Outline annotation lines:
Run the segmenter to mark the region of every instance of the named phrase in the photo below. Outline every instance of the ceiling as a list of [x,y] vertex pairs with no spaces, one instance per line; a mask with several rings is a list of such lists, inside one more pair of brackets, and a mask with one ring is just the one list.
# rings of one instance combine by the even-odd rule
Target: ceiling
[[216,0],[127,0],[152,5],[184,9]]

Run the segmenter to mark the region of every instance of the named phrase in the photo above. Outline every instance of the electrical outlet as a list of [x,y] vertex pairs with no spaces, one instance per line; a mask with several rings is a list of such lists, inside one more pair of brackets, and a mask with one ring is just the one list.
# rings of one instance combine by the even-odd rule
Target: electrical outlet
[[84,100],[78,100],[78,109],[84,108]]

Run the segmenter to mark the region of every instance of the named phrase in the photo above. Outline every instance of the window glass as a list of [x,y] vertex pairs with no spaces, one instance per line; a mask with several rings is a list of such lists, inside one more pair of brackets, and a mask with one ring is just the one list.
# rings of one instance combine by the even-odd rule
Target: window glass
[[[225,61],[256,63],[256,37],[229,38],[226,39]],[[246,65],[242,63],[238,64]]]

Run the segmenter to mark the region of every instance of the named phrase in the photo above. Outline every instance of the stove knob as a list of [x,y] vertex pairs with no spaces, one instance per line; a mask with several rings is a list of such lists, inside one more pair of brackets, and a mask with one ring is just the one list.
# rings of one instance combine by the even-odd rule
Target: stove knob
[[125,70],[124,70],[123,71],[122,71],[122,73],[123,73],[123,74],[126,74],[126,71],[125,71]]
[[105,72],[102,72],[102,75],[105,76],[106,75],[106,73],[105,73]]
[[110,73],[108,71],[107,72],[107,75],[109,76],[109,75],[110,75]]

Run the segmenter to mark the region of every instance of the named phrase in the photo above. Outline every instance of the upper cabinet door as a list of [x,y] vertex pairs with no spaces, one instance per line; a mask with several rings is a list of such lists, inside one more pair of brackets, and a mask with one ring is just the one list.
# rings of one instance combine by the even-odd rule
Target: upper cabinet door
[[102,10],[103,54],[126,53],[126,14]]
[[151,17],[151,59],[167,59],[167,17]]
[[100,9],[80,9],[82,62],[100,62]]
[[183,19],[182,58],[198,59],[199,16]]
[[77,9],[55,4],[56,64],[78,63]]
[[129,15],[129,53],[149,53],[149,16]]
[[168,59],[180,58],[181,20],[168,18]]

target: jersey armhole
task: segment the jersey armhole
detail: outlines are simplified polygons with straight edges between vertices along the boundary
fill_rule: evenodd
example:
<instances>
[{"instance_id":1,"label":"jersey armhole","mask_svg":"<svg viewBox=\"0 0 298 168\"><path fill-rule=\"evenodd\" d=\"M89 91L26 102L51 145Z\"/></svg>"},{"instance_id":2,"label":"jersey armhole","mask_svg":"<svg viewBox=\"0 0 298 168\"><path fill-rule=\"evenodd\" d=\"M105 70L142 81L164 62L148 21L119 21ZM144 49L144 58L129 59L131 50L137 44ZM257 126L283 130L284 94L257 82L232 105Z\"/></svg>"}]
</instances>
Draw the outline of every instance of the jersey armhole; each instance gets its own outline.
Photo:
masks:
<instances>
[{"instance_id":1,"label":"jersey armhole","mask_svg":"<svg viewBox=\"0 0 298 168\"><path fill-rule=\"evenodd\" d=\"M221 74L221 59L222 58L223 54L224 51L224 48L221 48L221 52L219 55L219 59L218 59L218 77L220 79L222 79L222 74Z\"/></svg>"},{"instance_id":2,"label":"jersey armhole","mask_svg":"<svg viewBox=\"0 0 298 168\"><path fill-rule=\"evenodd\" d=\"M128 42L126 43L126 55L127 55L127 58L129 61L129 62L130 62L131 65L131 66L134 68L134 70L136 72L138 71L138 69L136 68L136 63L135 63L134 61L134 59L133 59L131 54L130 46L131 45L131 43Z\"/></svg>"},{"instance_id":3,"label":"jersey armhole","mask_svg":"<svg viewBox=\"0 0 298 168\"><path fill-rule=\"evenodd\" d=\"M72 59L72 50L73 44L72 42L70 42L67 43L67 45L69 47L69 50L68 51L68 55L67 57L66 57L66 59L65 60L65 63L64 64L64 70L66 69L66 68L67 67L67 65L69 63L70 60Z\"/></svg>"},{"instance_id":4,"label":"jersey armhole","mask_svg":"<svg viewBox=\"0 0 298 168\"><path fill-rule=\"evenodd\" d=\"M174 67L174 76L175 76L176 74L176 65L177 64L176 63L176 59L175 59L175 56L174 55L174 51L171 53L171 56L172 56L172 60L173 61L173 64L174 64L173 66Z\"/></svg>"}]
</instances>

## Instructions to follow
Please turn all the lines above into a two-column CSV with the headers input and output. Give one row per line, with its text under input and its answer under output, each in a single quoted field with line breaks replaced by spaces.

## Exercise solution
input,output
"Run the segmenter to mark the region of every instance of the named phrase in the photo below. Outline every instance of the ceiling as a list of [x,y] vertex pairs with no spaces, one instance per line; a mask with several rings is a list of such lists, inside one more pair of brackets, and a mask with one ring is just the one list. # rings of one instance combine by the even-odd rule Target: ceiling","[[216,0],[127,0],[152,5],[184,9]]"
"Run the segmenter to mark the region of every instance of the named phrase in the photo above. Outline every instance of the electrical outlet as a list of [x,y] vertex pairs with no spaces, one instance per line; a mask with several rings is a list of such lists, inside one more pair of brackets, and a mask with one ring is just the one list. # rings of one instance combine by the even-odd rule Target: electrical outlet","[[84,100],[78,100],[78,109],[84,108]]"
"Run the segmenter to mark the region of every instance of the named phrase in the photo above. Outline every instance of the window glass as a list of [x,y] vertex pairs with no spaces, one instance per line; a mask with several rings is a list of such lists, inside one more pair of brackets, and a mask with one ring is just the one list. # rings of one instance combine by the even-odd rule Target: window glass","[[[225,61],[256,63],[256,37],[229,38],[226,39]],[[246,65],[242,63],[238,64]]]"
"Run the segmenter to mark the region of every instance of the named phrase in the photo above. Outline every instance of the stove knob as a list of [x,y] vertex pairs with no spaces, one instance per line; a mask with several rings is a list of such lists, inside one more pair of brackets, and a mask with one ring is just the one list. # rings of one instance combine by the even-odd rule Target: stove knob","[[125,70],[124,70],[123,71],[122,71],[122,73],[123,73],[123,74],[126,74],[126,71],[125,71]] [[105,72],[102,72],[102,75],[105,76],[106,75],[106,73],[105,73]] [[110,73],[108,71],[107,72],[107,75],[109,76],[109,75],[110,75]]"
"Run the segmenter to mark the region of every instance of the named phrase in the photo above. Outline every instance of the upper cabinet door as a list of [x,y] vertex pairs with no spaces, one instance per line; a mask with several rings is a list of such lists, inside one more pair of brackets, and a mask with one ring is just the one list. # rings of one instance combine by the even-odd rule Target: upper cabinet door","[[102,10],[103,54],[126,53],[126,14]] [[151,17],[151,59],[167,59],[167,17]] [[100,9],[80,9],[82,62],[100,62]] [[183,19],[182,58],[198,59],[199,16]] [[77,9],[55,4],[56,64],[78,63]] [[129,15],[129,53],[149,53],[149,16]] [[168,59],[180,58],[181,20],[168,18]]"
"target: jersey armhole task: segment the jersey armhole detail: outlines are simplified polygons with straight edges between vertices along the boundary fill_rule: evenodd example: <instances> [{""instance_id"":1,""label"":""jersey armhole"",""mask_svg"":""<svg viewBox=\""0 0 298 168\""><path fill-rule=\""evenodd\"" d=\""M89 91L26 102L51 145Z\""/></svg>""},{""instance_id"":2,""label"":""jersey armhole"",""mask_svg"":""<svg viewBox=\""0 0 298 168\""><path fill-rule=\""evenodd\"" d=\""M105 70L142 81L164 62L148 21L119 21ZM144 49L144 58L129 59L131 50L137 44ZM257 126L283 130L284 94L257 82L232 105Z\""/></svg>""}] </instances> Draw the outline of every instance of the jersey armhole; each instance gets its own outline. Photo: masks:","<instances> [{""instance_id"":1,""label"":""jersey armhole"",""mask_svg"":""<svg viewBox=\""0 0 298 168\""><path fill-rule=\""evenodd\"" d=\""M221 74L221 59L222 58L223 54L224 51L224 48L221 48L221 52L219 55L219 59L218 59L218 77L220 79L222 79L222 74Z\""/></svg>""},{""instance_id"":2,""label"":""jersey armhole"",""mask_svg"":""<svg viewBox=\""0 0 298 168\""><path fill-rule=\""evenodd\"" d=\""M128 42L126 43L126 55L127 55L127 58L129 61L129 62L130 62L131 65L131 66L134 68L134 70L136 72L138 71L138 69L136 68L136 63L135 63L134 61L134 59L133 59L131 54L130 46L131 45L131 43Z\""/></svg>""},{""instance_id"":3,""label"":""jersey armhole"",""mask_svg"":""<svg viewBox=\""0 0 298 168\""><path fill-rule=\""evenodd\"" d=\""M72 59L72 50L73 44L72 42L70 42L67 43L67 45L69 47L69 50L68 51L68 55L67 57L66 57L66 59L65 60L65 63L64 64L64 70L66 69L66 68L67 67L67 65L69 63L70 60Z\""/></svg>""},{""instance_id"":4,""label"":""jersey armhole"",""mask_svg"":""<svg viewBox=\""0 0 298 168\""><path fill-rule=\""evenodd\"" d=\""M174 67L174 76L175 76L176 74L176 65L177 64L176 63L176 59L175 59L175 56L174 55L174 51L171 53L171 56L172 56L172 60L173 61L173 64L174 64L173 66Z\""/></svg>""}] </instances>"